* Assignment:
Answer these questions from the passage on disease, one answer per line:
1. In what year does the passage ask the reader to picture themselves?
2. In what year does it place John Snow and the Broad Street Pump handle?
3. Whose biography did the writer read?

* Page text:
For almost our entire time on Earth, humans have been prey to illness. Our responses over that long period have mostly been limited to quack medicines and folk remedies, occasionally containing grains of truth that actually helped.
Picture yourself a hundred years ago, in 1922 – rather like this dapper couple masked against Spanish Flu.

o.o
You know what causes disease – it’s no longer the miasmas of the Reformation period, nor the vapours of the 19th century, or the noxious waters of the Georgians.
It’s bacteria. Viruses. Plagues.
If you have a dececnt microscope, you can see them. Scientists have studied them. We know how they spread, and have demonstrated in real terms how to stop this spread – John Snow and the Broad Street Pump handle back in 1854.
And yet, for all that we can see what ails us, a hundred years ago it made bugger all difference.
Our medicines had been augmented by vaccination against some of the most obvious bacteria – smallpox the most egregious example. Public health measures – clean water supplies – helped limit the impact of cholera and typhus, although they managed to make off with Tchaikovsky and Prince Albert before it was done.
We could mitigate against the worst of them. But what could we actually do against them?
In a biography of Francis Walsingham I read a few years ago, I was struck by the description of how his later years were plagued by recurring infections (cause debatable) which caused him great pains and debilitation.
At the time, the treatments were almost as unpleasant as the cause. Now, you’ll get a course of antibiotics and 99% of the time you’ll be right as rain in a week.
Back in 1590s, not possible. Years of pain that surged and subsided and flared up again without warning, like a constant, nagging toothache that has no cure.

* Given material:
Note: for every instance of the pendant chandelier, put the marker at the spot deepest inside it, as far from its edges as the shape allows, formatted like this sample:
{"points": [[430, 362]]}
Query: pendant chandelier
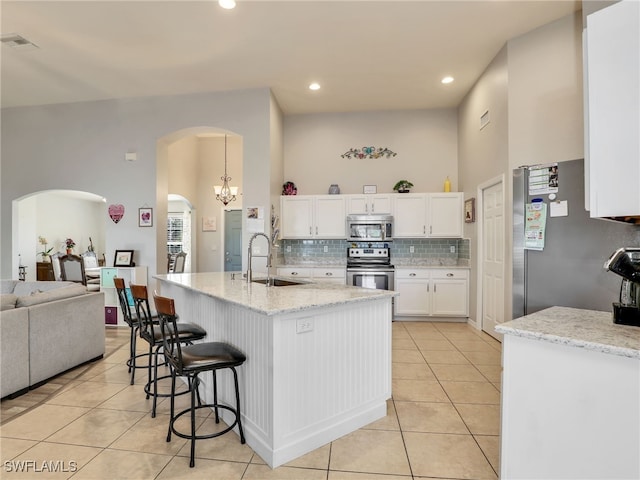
{"points": [[224, 192]]}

* Solution:
1. 1922
2. 1854
3. Francis Walsingham's